> _Selected excerpt_

<<<<

ALASKA GEOLOGIST SURVIVES 2 ATTACKS BY GRIZZLY
ANCHORAGE, Alaska — The bearded, sandy-haired geologist was on a job in the remote Alaska wilderness when a grizzly bear suddenly emerged from the brush just yards away.
So Robert Miller did what he was trained to do — he fell to the ground, clasped his hands around his neck to protect it and played dead.
Robert Miller, 54, recovers from a bear attack in his hospital room in Anchorage, Alaska, on Wednesday, June 23, 2010. The bear attack occurred June 20 as Miller, a Millrock Resources Inc. geologist working near Rainy Pass in the Alaska Range, waited for a helicopter to pick him up. Miller was using a small handsaw to clear brush so the helicopter could land when the bear emerged from the brush about 25 feet away. (AP Photo/Mark Thiessen)
Miller was fortunate to have survived, said Rick Sinnott, an Alaska Department of Fish and Game biologist.
He should have been packing a more powerful gun, Sinnott said. "You have to be a very good shot or very lucky to stop a brown bear with a .357 Magnum."
This I knew - .357 barely gets you into the club considering the size of those monsters they grow up there in Alaska. - S.L.

>>>>

> _Directions_
A. Decide whether each statement agrees with the grizzly attack article, answering yes or no and quoting the words that settle it: (i) Miller was clearing brush with a small handsaw so a helicopter could land. (ii) Sinnott called a .357 Magnum a dependable choice for stopping a brown bear. (iii) The bear came out of the brush about 25 feet from Miller.
B. Continue the grizzly attack article from its last sentence.

Saved entries

<<<<

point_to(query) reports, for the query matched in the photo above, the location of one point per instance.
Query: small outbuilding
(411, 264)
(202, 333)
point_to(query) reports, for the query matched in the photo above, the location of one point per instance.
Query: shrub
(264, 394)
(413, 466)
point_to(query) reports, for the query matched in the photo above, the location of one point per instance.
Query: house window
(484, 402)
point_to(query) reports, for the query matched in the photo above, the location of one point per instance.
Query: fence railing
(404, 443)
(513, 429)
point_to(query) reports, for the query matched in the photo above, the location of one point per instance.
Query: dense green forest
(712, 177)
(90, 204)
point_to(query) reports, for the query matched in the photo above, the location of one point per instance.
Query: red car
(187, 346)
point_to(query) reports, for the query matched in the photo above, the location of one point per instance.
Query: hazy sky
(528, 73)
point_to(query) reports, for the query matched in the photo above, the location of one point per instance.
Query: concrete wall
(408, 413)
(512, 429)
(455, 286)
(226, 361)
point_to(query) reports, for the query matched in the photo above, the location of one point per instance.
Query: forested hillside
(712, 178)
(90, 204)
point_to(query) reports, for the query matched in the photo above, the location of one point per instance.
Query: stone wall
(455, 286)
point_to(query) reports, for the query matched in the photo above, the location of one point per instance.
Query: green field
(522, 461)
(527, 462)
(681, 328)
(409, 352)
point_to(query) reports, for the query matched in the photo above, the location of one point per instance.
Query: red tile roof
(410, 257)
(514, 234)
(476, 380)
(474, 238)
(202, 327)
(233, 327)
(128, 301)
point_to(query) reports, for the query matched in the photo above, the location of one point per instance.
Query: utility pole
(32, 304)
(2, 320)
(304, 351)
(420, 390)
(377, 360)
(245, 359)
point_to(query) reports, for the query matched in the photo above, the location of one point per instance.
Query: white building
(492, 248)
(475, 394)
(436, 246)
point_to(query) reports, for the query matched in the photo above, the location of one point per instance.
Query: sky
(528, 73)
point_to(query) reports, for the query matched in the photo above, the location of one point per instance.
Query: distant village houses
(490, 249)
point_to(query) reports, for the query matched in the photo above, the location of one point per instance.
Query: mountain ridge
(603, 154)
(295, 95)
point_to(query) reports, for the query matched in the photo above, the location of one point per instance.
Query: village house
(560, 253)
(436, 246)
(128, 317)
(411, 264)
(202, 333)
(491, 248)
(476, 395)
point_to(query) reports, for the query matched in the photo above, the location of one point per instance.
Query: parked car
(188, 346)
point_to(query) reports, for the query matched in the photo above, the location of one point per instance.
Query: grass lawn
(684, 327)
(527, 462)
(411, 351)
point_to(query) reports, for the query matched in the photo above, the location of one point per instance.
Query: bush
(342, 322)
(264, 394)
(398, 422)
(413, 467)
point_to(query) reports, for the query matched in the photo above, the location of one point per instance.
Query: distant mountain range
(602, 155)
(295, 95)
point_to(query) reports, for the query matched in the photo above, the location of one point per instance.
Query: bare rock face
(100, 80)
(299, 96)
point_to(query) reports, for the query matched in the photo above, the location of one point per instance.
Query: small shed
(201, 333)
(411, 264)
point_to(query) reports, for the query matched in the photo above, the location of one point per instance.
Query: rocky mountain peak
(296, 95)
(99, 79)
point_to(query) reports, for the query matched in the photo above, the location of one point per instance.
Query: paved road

>>>>

> _Activity answers_
A.
(i) Yes: "Miller was using a small handsaw to clear brush so the helicopter could land."
(ii) No: "You have to be a very good shot or very lucky to stop a brown bear with a .357 Magnum."
(iii) Yes: "the bear emerged from the brush about 25 feet away."

B.
Miller did the right thing to play dead with the grizzly, Sinnott said.
"Most of the time they just want to neutralize you and if you are playing dead after they swat you or hit you, you are pretty much neutralized. But if you try to run or stand right up or are screaming or waving your arms around, then they think you are still a danger," he said.
This I DIDN'T know - but it makes perfect sense, when you think about it, and it almost worked the first time until he got up. We've got bears around here but they keep to themselves for the most part. I teach my kids to keep good situational awareness about themselves when they're in the woods - good general advice anytime, in any kind of environment - especially when picking berries; that is the most dangerous time you might find yourself between Mama Bear and her cubs. - S.L.